[Region pointing data]
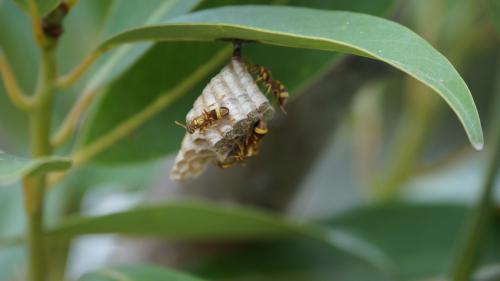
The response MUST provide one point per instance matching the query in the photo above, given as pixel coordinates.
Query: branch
(84, 155)
(18, 98)
(79, 70)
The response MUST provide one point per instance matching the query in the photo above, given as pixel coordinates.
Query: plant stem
(17, 96)
(34, 187)
(466, 257)
(79, 70)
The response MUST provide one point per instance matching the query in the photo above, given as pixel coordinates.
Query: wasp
(206, 119)
(276, 87)
(249, 146)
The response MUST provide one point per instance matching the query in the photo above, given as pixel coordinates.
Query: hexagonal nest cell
(235, 89)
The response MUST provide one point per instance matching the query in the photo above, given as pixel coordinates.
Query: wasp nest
(233, 89)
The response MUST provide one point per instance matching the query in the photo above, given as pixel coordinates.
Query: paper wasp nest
(235, 89)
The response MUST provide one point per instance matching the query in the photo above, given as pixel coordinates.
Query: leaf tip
(478, 146)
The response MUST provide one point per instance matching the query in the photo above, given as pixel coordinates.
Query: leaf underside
(339, 31)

Your instructions:
Please let your answer be exactly the lines from the one holding "Query: branch" through the last line of the entries above, both ends included.

Your solution:
Query: branch
(84, 155)
(18, 98)
(79, 70)
The response MUST provide one point per instance matching the query in the photo above, given as pixel coordinates.
Query: plant stem
(17, 96)
(34, 187)
(466, 257)
(79, 70)
The response MUST provide one point per instance matching the query in the photo above, given as pixel coordinates.
Query: wasp
(206, 119)
(276, 87)
(249, 146)
The response MUST provide one point per instance matching the query in the photo above, given as pixel coordinates.
Query: hexagonal nest cell
(235, 89)
The response MUST provide one point per instance matching the query in the photo above, given as pixel coordinates.
Query: wasp nest
(233, 89)
The response MUST provide one point per instance matching the query in the photo above, given as pixel coordinates.
Query: paper wasp nest
(235, 89)
The response MUST provide one point per instance matching the query in the photo above, given as pixel coordinates.
Query: leaf tip
(478, 146)
The response MUST provide one point per instance matching the query in the photo above, given as pixel coordinates.
Query: leaf underside
(339, 31)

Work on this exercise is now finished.